--- DATA FOR THIS EXERCISE ---

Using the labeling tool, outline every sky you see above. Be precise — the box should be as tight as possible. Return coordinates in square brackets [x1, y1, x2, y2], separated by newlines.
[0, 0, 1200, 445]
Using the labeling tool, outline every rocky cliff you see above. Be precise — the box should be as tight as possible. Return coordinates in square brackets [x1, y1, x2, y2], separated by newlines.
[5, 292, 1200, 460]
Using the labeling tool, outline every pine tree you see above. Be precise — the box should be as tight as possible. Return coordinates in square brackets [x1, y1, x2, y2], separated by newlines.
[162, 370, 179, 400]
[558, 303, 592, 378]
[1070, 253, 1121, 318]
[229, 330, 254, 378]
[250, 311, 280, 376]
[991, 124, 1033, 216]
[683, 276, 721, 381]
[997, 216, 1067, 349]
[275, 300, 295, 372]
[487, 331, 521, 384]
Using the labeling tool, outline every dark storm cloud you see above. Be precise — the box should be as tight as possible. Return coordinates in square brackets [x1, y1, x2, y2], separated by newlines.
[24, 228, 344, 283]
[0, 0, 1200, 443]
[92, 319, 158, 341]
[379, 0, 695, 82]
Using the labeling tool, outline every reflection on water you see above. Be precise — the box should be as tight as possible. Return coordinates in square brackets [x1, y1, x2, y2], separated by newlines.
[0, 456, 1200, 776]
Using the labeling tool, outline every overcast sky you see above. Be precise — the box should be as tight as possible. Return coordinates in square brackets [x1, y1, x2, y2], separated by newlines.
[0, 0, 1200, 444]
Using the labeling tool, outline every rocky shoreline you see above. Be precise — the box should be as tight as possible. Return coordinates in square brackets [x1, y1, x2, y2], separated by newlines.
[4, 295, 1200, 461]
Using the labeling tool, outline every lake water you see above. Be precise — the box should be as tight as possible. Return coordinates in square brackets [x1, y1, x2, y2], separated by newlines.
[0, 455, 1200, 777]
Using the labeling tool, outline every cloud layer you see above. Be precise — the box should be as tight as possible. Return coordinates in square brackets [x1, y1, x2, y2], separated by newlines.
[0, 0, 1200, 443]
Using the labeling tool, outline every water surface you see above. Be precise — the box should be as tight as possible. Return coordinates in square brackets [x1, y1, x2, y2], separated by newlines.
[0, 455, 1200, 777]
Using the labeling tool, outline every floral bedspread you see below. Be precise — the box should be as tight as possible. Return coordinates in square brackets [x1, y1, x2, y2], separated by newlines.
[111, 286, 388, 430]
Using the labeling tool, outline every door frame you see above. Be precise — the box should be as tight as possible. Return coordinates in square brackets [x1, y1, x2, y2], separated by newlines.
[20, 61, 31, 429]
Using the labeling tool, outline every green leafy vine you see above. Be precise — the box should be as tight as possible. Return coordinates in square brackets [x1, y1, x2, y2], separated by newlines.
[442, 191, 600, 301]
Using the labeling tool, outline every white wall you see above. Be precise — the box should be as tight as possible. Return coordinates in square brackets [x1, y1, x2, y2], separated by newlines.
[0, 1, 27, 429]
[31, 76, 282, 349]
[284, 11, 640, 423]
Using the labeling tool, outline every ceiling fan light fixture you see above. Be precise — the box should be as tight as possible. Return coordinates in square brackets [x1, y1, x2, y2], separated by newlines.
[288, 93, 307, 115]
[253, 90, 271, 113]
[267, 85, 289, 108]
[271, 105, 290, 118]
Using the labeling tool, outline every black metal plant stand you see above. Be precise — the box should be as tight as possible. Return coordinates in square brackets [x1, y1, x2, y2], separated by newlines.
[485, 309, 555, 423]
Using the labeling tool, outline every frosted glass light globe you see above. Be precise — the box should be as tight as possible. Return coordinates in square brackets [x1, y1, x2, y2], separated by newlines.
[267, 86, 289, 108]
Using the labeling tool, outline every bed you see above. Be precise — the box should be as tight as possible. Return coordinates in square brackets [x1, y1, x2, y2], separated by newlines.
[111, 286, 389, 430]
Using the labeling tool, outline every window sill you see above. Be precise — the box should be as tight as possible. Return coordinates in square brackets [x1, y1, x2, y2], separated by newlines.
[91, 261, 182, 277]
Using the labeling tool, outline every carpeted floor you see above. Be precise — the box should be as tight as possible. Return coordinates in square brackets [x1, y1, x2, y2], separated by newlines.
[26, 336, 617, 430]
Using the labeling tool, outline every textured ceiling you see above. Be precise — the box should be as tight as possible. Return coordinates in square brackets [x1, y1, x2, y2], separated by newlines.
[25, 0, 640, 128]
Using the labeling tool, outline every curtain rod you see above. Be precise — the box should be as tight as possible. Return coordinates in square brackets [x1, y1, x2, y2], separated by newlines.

---

• [PROBLEM TO WORK ON]: Write out all the material above again, switching "labeling tool" to "annotation tool" wherever it appears. Keep everything else the same.

• [RESPONSE TO THIS TASK]:
Using the annotation tool, outline every sky you see above. Be precise — the box should be as tight as possible. Return coordinates in square brackets [x1, y1, x2, y2], separated by newlines.
[0, 0, 1200, 445]
Using the annotation tool, outline every rocky cliff you see above. Be precise — the box should be as tight as possible. Return coordinates in square brackets [x1, y1, x2, y2], separated by newlines.
[5, 292, 1200, 460]
Using the annotation tool, outline every pine tree you see above. Be precise — the box should be as tight as possible. Return coordinates in square brackets [x1, y1, x2, y2], separated by newlines.
[162, 370, 179, 400]
[558, 303, 592, 378]
[1070, 253, 1121, 318]
[229, 330, 254, 378]
[250, 311, 280, 376]
[991, 124, 1033, 216]
[683, 276, 721, 381]
[997, 216, 1067, 349]
[275, 300, 295, 372]
[487, 331, 521, 384]
Using the annotation tool, outline every dark storm cloud you see above. Be precise — the box should be as tight as possible. Return coordinates in square brackets [x1, y1, x2, y2], separated by newlines.
[24, 228, 344, 283]
[0, 0, 1200, 443]
[92, 319, 158, 341]
[379, 0, 695, 82]
Using the annotation tool, outline every reflection on water you see above. Be precise — the box should be as tight as possible. Return coordinates in square brackets [x1, y1, x2, y2], separated by newlines.
[0, 456, 1200, 776]
Using the annotation tool, outline every overcast sky you see above. Be precise — the box should be as tight as possible. Return coordinates in square brackets [x1, y1, x2, y2], separated by newlines.
[0, 0, 1200, 444]
Using the annotation tool, outline every rocky shoreline you see above. Be precise — the box should be as tight as possible. Return coordinates in square brackets [x1, y1, x2, y2], separated by newlines.
[4, 295, 1200, 461]
Using the annotation tool, outline every lake water you see above. Be precise — the box should be as tight as possible. Return coordinates in square brackets [x1, y1, x2, y2], separated by newlines.
[0, 455, 1200, 777]
Using the annotation tool, outline every cloud layer you see above. Be precise — the box should be as tight as possible. Return coordinates in square brackets [x1, y1, x2, y2], separated by newlines.
[0, 0, 1200, 443]
Using the annotation tool, outline every water surface you see above. Be precise — the box should be as tight as possible. Return coordinates in square brackets [x1, y1, x2, y2], separated by newlines.
[0, 455, 1200, 777]
Using the annotation tool, outline every floral bedspread you see below. Be precise — the box should be as tight as possible. Return coordinates in square brackets [x1, y1, x2, y2], separated by newlines.
[111, 286, 388, 430]
Using the annotation tool, outline every door frame you see above. Be precise — the box should be as tight as possible. Return coordinates in square brackets [x1, y1, x2, y2], separated by newlines.
[20, 61, 31, 429]
Using the annotation tool, outline every green leafy vine you see above. Be precise — the box should be as tight as possible. Return coordinates in square brackets [x1, y1, x2, y2], separated by newlines.
[442, 191, 600, 301]
Using the annotation tool, outline every white wall you see above. Be precise — the box should be as tight as possible. Return coordinates in square brackets [x1, y1, x2, y2], separated by newlines.
[0, 1, 27, 429]
[31, 76, 282, 349]
[284, 11, 640, 423]
Using the annotation tool, outline every ceiling fan light fixture you see above. Be precise — the box should be as tight as possible. Return coordinates in square brackets [x1, y1, x2, y2], separated by newlines.
[288, 93, 307, 115]
[253, 90, 271, 113]
[267, 85, 289, 108]
[271, 105, 290, 118]
Using the annotation tool, outline every black metal plant stand you see above. Be precise — the box should be as tight as possible. Return coordinates in square brackets [x1, y1, x2, y2], separated by newlines.
[485, 309, 555, 423]
Using the annotation tool, outline every frosted glass light globe you see above. Be precise — the box should be as tight as possible. Return coordinates in square brackets [x1, y1, x2, y2], separated by newlines.
[267, 86, 289, 108]
Using the annotation tool, outline every bed you see above. Be precise — the box should be as tight as possible. Return coordinates in square brackets [x1, y1, x2, y2], separated by newlines.
[111, 286, 389, 430]
Using the annotation tool, outline every window sill you see above. Be precise — the box should be as tight as possible. Return coordinates in square brackets [x1, y1, x2, y2], separated by newlines.
[91, 261, 182, 277]
Using the annotation tool, outline every carpeted floor you see above. Be precise — the box should be as tight as possible. Return coordinates in square brackets [x1, y1, x2, y2], separated by newlines.
[26, 336, 617, 430]
Using the annotation tool, outline every textured ceiling you see above. Be precise — the box should be as tight as possible. Return coordinates in square brackets [x1, y1, x2, y2], separated by newlines.
[25, 0, 640, 128]
Using the annotation tool, outline every curtain rod you see above. Be precise — the box should be as tight as possible. Return coordinates in square brackets [x1, y1, x2, y2], separated by newlines.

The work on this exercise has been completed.